Convert the part of the entries that opens with the line containing "Target: woman in black coat" and closes with the line containing "left=499, top=152, right=543, bottom=223" into a two-column CSV with the columns input and output. Write one row per entry, putting each value in a single quoted field with its line breaks replaced by spaces.

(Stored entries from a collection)
--

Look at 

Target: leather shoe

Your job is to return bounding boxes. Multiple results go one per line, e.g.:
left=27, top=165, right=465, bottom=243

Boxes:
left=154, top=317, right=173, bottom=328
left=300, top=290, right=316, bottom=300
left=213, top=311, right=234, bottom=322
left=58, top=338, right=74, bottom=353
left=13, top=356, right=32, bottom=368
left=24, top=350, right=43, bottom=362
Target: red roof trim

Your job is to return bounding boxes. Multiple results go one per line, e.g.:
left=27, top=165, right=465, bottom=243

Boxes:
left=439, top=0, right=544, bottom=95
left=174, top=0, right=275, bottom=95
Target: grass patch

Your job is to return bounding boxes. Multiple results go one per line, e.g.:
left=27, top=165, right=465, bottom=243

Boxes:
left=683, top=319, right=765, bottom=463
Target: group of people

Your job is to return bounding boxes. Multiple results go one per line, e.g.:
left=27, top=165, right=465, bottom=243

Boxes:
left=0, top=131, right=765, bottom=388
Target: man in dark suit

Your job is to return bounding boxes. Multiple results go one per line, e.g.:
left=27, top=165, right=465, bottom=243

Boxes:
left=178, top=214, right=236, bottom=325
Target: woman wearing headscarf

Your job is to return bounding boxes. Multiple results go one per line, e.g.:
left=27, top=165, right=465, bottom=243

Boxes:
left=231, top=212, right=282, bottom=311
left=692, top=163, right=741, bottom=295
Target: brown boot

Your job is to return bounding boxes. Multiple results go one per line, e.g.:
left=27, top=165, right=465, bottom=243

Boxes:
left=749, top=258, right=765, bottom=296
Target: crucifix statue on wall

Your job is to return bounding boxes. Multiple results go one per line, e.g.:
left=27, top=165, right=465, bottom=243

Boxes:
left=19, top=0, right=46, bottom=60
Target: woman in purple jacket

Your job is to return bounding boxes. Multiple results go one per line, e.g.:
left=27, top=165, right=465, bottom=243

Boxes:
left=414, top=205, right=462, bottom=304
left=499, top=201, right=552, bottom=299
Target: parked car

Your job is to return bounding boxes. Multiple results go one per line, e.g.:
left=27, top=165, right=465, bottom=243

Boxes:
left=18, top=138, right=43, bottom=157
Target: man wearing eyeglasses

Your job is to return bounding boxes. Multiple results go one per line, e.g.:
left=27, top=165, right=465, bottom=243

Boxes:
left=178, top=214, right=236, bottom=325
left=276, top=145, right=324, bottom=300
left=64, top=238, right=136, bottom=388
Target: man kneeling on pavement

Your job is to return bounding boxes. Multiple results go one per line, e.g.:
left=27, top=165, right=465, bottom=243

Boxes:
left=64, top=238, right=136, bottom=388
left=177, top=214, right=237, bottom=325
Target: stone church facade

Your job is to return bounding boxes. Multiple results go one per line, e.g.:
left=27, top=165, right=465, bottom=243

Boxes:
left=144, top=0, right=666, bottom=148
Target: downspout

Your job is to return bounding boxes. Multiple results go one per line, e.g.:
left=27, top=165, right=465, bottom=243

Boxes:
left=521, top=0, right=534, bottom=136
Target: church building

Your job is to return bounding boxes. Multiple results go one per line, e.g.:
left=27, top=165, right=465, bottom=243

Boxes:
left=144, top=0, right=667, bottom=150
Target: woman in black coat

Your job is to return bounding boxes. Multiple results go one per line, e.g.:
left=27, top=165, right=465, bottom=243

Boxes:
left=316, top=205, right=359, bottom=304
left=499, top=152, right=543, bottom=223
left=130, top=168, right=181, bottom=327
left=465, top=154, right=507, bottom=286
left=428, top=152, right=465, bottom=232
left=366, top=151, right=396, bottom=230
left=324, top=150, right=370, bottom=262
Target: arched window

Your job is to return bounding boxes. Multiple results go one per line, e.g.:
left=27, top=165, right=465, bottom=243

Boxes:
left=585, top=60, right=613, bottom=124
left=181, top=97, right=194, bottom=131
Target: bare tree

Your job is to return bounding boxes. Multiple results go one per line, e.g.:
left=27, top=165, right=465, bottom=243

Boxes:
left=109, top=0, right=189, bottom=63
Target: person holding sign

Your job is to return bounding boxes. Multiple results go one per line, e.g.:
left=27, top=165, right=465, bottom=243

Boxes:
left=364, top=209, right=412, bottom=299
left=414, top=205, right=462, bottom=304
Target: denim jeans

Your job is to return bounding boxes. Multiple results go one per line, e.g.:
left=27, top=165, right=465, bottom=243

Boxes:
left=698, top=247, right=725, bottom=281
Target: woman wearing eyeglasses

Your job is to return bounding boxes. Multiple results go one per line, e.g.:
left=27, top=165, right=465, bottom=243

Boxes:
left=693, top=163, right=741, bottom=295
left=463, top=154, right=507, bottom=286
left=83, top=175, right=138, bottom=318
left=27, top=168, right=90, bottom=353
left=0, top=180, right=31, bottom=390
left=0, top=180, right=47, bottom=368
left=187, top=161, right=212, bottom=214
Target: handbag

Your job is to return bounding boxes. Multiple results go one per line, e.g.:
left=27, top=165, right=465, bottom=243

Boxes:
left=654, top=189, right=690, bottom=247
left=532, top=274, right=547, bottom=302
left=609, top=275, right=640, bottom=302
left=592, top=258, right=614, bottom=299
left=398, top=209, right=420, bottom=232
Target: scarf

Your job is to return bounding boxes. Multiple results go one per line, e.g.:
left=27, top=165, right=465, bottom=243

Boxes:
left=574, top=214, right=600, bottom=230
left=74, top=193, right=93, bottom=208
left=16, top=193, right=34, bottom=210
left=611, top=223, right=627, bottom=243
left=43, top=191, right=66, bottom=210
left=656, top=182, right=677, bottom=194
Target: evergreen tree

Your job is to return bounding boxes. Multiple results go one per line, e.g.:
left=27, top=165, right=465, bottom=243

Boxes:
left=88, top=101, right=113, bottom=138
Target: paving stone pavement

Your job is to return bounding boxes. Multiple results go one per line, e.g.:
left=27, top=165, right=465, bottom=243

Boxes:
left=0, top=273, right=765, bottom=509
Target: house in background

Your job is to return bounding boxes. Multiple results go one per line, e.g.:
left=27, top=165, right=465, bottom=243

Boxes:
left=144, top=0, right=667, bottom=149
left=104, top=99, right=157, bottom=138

--

**EXERCISE RESULT**:
input,output
"Target: woman in black coat Your job is to return bounding boxes. Multiple results go one per line, e.g.: left=27, top=165, right=465, bottom=243 Boxes:","left=316, top=205, right=359, bottom=304 left=499, top=152, right=543, bottom=223"